WHAT IS BEING ASKED:
As an exercise, transcribe the data below in full and exactly, omitting pictures.

RECORDS PROVIDED:
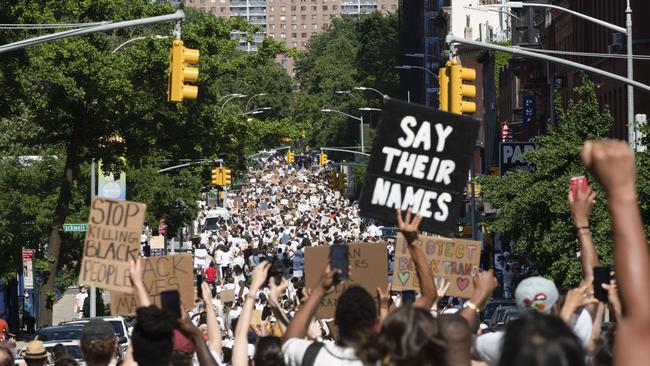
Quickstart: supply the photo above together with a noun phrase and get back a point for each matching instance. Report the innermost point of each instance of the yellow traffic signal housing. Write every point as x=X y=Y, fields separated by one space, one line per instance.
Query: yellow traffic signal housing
x=180 y=73
x=334 y=181
x=227 y=180
x=217 y=179
x=343 y=181
x=322 y=158
x=443 y=89
x=458 y=90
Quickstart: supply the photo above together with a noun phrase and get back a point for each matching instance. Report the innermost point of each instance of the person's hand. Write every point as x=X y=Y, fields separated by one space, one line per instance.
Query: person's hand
x=581 y=204
x=314 y=330
x=206 y=292
x=258 y=277
x=407 y=227
x=442 y=286
x=263 y=329
x=484 y=284
x=327 y=279
x=578 y=297
x=277 y=290
x=612 y=163
x=136 y=271
x=613 y=298
x=185 y=325
x=383 y=297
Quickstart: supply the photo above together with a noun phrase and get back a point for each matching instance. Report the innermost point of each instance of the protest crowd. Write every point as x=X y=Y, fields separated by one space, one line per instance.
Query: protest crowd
x=253 y=305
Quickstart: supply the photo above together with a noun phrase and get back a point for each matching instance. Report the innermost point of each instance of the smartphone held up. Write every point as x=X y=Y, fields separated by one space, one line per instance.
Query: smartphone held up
x=578 y=181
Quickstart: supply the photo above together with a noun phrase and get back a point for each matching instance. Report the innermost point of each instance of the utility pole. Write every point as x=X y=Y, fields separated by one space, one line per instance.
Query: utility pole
x=93 y=290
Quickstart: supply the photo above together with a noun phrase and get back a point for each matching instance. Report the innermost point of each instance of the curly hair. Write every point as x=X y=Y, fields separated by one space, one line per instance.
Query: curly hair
x=153 y=336
x=409 y=336
x=356 y=314
x=268 y=352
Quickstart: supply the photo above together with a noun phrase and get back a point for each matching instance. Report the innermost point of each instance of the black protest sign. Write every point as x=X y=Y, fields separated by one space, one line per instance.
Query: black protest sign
x=112 y=240
x=420 y=160
x=164 y=273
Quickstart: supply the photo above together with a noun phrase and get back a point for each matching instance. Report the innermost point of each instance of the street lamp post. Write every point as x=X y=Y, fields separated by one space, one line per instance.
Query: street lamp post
x=251 y=98
x=627 y=31
x=230 y=97
x=373 y=89
x=410 y=67
x=360 y=119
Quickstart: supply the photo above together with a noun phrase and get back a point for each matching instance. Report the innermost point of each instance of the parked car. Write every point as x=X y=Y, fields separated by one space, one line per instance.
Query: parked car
x=120 y=327
x=502 y=313
x=60 y=333
x=71 y=347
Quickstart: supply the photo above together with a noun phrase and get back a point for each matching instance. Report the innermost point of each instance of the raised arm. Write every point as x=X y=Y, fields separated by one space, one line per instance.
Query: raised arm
x=136 y=272
x=581 y=205
x=484 y=284
x=409 y=230
x=240 y=349
x=612 y=163
x=298 y=325
x=214 y=333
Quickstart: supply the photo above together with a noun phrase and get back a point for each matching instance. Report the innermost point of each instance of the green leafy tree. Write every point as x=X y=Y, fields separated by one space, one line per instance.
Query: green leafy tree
x=532 y=207
x=89 y=103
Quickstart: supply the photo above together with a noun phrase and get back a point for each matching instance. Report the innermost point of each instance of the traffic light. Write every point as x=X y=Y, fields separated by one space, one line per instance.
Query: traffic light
x=226 y=177
x=333 y=181
x=443 y=89
x=217 y=178
x=343 y=181
x=179 y=73
x=458 y=90
x=322 y=158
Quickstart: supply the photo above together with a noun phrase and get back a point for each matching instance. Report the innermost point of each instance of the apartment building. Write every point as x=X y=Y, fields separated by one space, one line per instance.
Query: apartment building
x=293 y=22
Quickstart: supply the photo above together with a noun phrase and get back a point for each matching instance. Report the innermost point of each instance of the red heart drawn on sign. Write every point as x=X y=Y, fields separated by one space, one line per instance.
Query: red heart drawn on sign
x=462 y=283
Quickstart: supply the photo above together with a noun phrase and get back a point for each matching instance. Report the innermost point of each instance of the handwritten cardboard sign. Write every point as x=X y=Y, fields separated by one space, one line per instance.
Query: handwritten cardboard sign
x=456 y=260
x=164 y=273
x=419 y=160
x=369 y=262
x=112 y=241
x=157 y=242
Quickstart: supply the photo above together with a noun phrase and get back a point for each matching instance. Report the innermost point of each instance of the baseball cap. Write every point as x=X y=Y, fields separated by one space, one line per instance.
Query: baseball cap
x=96 y=330
x=536 y=293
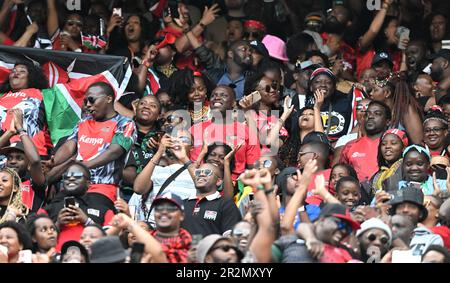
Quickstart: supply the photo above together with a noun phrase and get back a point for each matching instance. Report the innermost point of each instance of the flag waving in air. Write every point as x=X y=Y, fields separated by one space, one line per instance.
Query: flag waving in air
x=69 y=74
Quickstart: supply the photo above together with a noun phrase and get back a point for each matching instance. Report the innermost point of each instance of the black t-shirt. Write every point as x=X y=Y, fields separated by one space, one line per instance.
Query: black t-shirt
x=213 y=216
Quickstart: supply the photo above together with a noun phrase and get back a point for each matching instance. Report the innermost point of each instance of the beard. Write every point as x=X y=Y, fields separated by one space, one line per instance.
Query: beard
x=333 y=26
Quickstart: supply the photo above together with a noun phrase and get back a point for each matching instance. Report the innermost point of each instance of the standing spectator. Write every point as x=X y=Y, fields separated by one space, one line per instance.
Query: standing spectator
x=362 y=153
x=100 y=141
x=175 y=241
x=224 y=129
x=207 y=212
x=14 y=237
x=24 y=158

RESULT OF THIS EXERCISE:
Quickstart: supply the photo above together with a noun phrase and get back a point for each matching instance. Report the innermost point of each instance of the yellow traffic signal housing. Write every point as x=X y=Y, fields separated by one space, one line per instance.
Query: yellow traffic signal housing
x=180 y=73
x=334 y=181
x=227 y=180
x=217 y=179
x=343 y=181
x=322 y=158
x=443 y=89
x=458 y=90
Quickstart: supply the photo above together with a noun phrase and get back a point for each matching instance. Report the innermost point of each instance of the person's hand. Write every point as x=X y=Y, fields separated by one space, one line per instance.
Query: person's hand
x=581 y=204
x=314 y=330
x=206 y=292
x=258 y=277
x=407 y=227
x=442 y=286
x=263 y=329
x=484 y=284
x=327 y=279
x=578 y=297
x=277 y=290
x=612 y=163
x=136 y=271
x=613 y=298
x=185 y=325
x=383 y=297
Quickstart: supply the photo above together with a noun phrase and get back a point for each matching instance. Report the innermost point of each instance of the protest crowd. Write every point as x=X y=Y, fields separated by one space, one line per instance.
Query: protest crowd
x=253 y=305
Quickstart: supply the photo above together with a noun phrase and get back a point for each matching instance. Report the innermost point of each instance of the smartphone held up. Write every point as x=X y=Y, fields separated by one space, one line per instance.
Query: smartphone held up
x=578 y=181
Quickstart: supply the photo above together with a noun phrase and get back a point for each matching instance. Report the innermost point of each instance of the utility pole. Write every point as x=X y=Y, fields separated by one space, one line per instance.
Query: utility pole
x=93 y=290
Quickstart: supply the photo above together with a noun phrase and get back a point for each matching instance. Report the innermost point of each instance of the curly hair. Write every point as x=X y=Y, fields separated by one space, one line per instance.
Query: curly hair
x=153 y=336
x=409 y=336
x=356 y=314
x=268 y=352
Quickstart: supply the photo above together with a noun phrase and get back a point for each matching instance. Report the innermost point of each instance of the black protest sign. Write every point as x=X y=Y, fields separated by one space, one line per instance.
Query: black protest sign
x=112 y=240
x=420 y=160
x=164 y=273
Quickstart: supply the photo above together with a noun phrase and get back a point for each matching instance. Report the innermost point of each instance of the street lamp post. Write every point as x=X y=Y, fields separated by one space, one line per instance.
Query: street lamp post
x=251 y=98
x=627 y=31
x=230 y=97
x=373 y=89
x=410 y=67
x=360 y=119
Quickstart: supply the photo above together with a noun phrase and get back a point for each matching instance. Report the innermost point of each instance of the parked car. Write every point as x=X y=Y, fields separated by one space, one line per instance.
Query: parked car
x=120 y=327
x=502 y=313
x=60 y=333
x=71 y=347
Quickstart: supply the photo above together with a noun phrase and get back a point for each matching instance. Report the innermost point of each instance of the raised arm. Write every point as x=X y=Y, fields separated by one space, one line per instance.
Query: raised arm
x=136 y=272
x=581 y=205
x=484 y=284
x=409 y=230
x=240 y=349
x=612 y=163
x=298 y=325
x=214 y=333
Quickstart: supply the photo above together with a noun phrase and get back a point for each matching instance. Report the innermost point of each instance of the green leafy tree. Write every point as x=X y=Y, fields separated by one space, one line per instance.
Query: green leafy tree
x=532 y=207
x=89 y=103
Quickstart: supply the photo above together with a noun phrase and get back a point for each matching instance. Report the innermost point of each instance of the traffic light. Write every point as x=X y=Y, fields separated by one space, one line per instance.
Query: traffic light
x=226 y=177
x=333 y=181
x=443 y=89
x=217 y=178
x=343 y=181
x=179 y=73
x=458 y=90
x=322 y=158
Quickstart: supply the photo above together with a noun phrase and get back a point for each matching instance. Report the innermost point of each instance of the apartment building. Write every point as x=X y=Y, fields separated by one space, one line per instance.
Query: apartment building
x=293 y=22
Quickstart: supply the photo above together with a noun phrase and get back a point for each matching instance. Report the innermost point of each instance of the red heart drawn on sign. Write every point as x=X y=Y, fields separated by one space, one line per instance.
Query: red heart drawn on sign
x=462 y=283
Quickstart: supply the photo above together with a noun phrase and get back a point for each matching instance. Report the innermost point of each instance of the handwritten cardboard sign. Write every point as x=X y=Y, fields separated by one space, one line per instance.
Query: handwritten cardboard sign
x=456 y=260
x=164 y=273
x=419 y=160
x=369 y=262
x=112 y=241
x=157 y=242
Quickstart: supply the photo above together with a noun phrase and get back a point for each matching instance. Report the innermost point of each instance of the baseball cap. Write every point as x=X y=Y, fields separated by one space, one line per instance.
Query: baseball cap
x=96 y=330
x=536 y=293
Quickstart: supply the photo above together with a noun phrase and get back a point for each matching instance. Report the innermost point of each instance of the flag waving in air. Write every point as x=X y=Y, fields separated by one space, one line per instance.
Query: flag waving in air
x=69 y=74
Quickstart: supply the photo above together with a noun phrase and get back a point for each matching instance. Report the innermost point of each instance of the black t-shirt. Write every point as x=X y=Y, fields separated by one space, one line per instance.
Query: black t-shirt
x=213 y=216
Quickstart: supply the photo above together with a noun phrase and get back a point for each matching instance. Report the innermost point of each instance of the beard. Write every point as x=X y=Y, fields separated by one space, one line per instance.
Query: beard
x=333 y=26
Quickstart: supply the photo above together with a noun phrase and get back a point for each matching instance. Report the innermost point of each instance of the standing spectator. Write every point as x=X y=Y, fields separated by one space, one line per instance.
Query: standing spectator
x=362 y=153
x=100 y=141
x=175 y=241
x=224 y=129
x=207 y=212
x=14 y=237
x=24 y=158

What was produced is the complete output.